### PROBLEM STATEMENT
From the first line to the last, reproduce the records exactly as they appear below.

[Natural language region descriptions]
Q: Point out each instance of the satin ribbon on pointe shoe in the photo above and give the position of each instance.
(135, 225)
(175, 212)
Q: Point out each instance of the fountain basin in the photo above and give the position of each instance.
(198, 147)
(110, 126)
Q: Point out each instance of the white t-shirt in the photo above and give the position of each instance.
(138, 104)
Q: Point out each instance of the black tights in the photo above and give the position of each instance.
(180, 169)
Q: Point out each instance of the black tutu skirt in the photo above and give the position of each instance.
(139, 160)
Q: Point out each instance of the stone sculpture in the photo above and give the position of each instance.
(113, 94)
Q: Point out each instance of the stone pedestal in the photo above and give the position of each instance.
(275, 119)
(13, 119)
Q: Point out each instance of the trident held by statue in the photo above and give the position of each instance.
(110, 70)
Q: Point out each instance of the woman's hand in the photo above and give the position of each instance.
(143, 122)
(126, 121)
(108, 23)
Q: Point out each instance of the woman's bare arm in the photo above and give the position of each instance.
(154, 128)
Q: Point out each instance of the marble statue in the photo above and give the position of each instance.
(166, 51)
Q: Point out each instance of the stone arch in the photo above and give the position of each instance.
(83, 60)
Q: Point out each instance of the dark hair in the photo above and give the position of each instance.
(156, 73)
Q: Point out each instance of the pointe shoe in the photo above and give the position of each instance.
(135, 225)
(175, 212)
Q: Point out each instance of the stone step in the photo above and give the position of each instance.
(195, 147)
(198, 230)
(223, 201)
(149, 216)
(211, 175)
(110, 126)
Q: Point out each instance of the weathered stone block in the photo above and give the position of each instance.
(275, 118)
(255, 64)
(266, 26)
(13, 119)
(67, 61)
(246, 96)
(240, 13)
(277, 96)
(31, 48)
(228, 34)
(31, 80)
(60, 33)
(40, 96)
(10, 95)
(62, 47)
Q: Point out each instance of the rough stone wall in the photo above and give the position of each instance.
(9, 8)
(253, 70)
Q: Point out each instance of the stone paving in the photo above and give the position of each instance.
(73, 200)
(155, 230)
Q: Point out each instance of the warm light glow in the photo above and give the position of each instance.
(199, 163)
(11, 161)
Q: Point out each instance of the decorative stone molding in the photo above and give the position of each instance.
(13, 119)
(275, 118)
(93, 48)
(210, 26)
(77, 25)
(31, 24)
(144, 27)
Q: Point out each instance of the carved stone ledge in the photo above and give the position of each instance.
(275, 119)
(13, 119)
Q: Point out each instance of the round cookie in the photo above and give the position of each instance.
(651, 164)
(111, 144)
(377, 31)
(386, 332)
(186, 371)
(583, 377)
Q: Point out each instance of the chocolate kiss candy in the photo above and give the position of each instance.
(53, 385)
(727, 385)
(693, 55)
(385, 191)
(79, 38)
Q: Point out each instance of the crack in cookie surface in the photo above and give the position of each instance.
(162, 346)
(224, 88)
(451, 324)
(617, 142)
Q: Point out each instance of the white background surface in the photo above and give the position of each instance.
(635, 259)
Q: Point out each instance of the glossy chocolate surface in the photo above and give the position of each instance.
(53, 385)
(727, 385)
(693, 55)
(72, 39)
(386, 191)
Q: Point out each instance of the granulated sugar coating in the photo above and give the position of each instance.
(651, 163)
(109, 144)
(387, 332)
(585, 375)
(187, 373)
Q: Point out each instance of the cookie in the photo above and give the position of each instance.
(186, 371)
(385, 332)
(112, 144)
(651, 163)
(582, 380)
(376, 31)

### WRITTEN SOLUTION
Q: Point out each instance of the satin ribbon on pointe shoe in the photo above and give the position of each instance.
(135, 225)
(175, 212)
Q: Point out each instance of the fountain basin in the photo above and give the position of each instance.
(198, 147)
(110, 126)
Q: Point out each instance of the white t-shirt in the photo above and give the position of each instance.
(138, 104)
Q: Point out each instance of the black tights in the photo above and give the position of each instance.
(180, 169)
Q: Point out each instance of the black tutu skirt in the photo above and give the position of each instance.
(139, 160)
Q: Point out each instance of the stone sculpture in the photo above and give the position of each instance.
(113, 94)
Q: Point out each instance of the stone pedestal in the photo above and give the position of each instance.
(275, 119)
(13, 119)
Q: Point out each instance of the trident held by statue in the photo above and give the position of each instance.
(110, 70)
Q: Point out each instance of the woman's hand in the photo above and give the position of each instance.
(143, 122)
(126, 121)
(108, 23)
Q: Point out each instance of the woman's bare arm in the photo above and give the position of each instance.
(154, 128)
Q: Point out each instance of the marble statue in the photo above and give the position of each instance.
(166, 51)
Q: Point out each instance of the stone arch in the photo above and give the position of each instance.
(83, 60)
Q: Point out each instance of the dark hair in the photo above and give the position of each instance.
(156, 73)
Q: Point out each instance of the pointe shoe in the photo above and give the position of each instance.
(135, 225)
(175, 212)
Q: Point out each instance of the stone step in the photo above and give the position of each instance.
(195, 147)
(198, 230)
(223, 201)
(149, 216)
(211, 175)
(110, 126)
Q: Point out each instance of the weathered stone block in the photo above and give the position of each instance.
(275, 118)
(255, 64)
(266, 26)
(13, 119)
(67, 61)
(246, 96)
(240, 13)
(277, 96)
(31, 48)
(228, 34)
(31, 80)
(60, 33)
(40, 96)
(10, 95)
(62, 47)
Q: Point out each instance of the rough stone wall in the photo above and give the position of each instance.
(9, 8)
(253, 70)
Q: Point out each instance of the stone paving in the photo above and give the position of each instance.
(73, 200)
(155, 230)
Q: Point out each instance of the warm light glow in the photo above and give the position of each instance.
(199, 163)
(11, 161)
Q: Point out each instance of the decorative stone molding in the photo above and give the position of each instance.
(13, 119)
(275, 118)
(93, 48)
(210, 26)
(77, 25)
(31, 24)
(144, 27)
Q: Point out each instance of the carved stone ledge in the photo above and give the position of each instance.
(275, 119)
(13, 119)
Q: Point out each instance of the round cookie in the photo above and give the position of each instance.
(651, 164)
(111, 144)
(377, 31)
(386, 332)
(186, 371)
(583, 377)
Q: Point out each instance of the chocolate kiss candy in the photo above and give the position of each instance.
(53, 385)
(727, 385)
(693, 55)
(385, 191)
(79, 38)
Q: Point out each instance of the crack in cookie surface in the photo above and give the position of each instance.
(162, 346)
(224, 88)
(451, 324)
(617, 142)
Q: Point out each instance of the white background surface in the photo above and give the position of each instance.
(635, 259)
Q: Point out each instance of the glossy chocolate surface in the photo above and give the position of each instance.
(53, 385)
(727, 385)
(693, 55)
(72, 39)
(386, 191)
Q: Point out each instance of the granulated sugar coating in the photo above and give the position of each instance.
(651, 163)
(109, 144)
(387, 332)
(585, 375)
(187, 373)
Q: Point out each instance of the cookie in the photo above and give the position of each instance.
(186, 371)
(385, 332)
(112, 144)
(651, 163)
(582, 380)
(376, 31)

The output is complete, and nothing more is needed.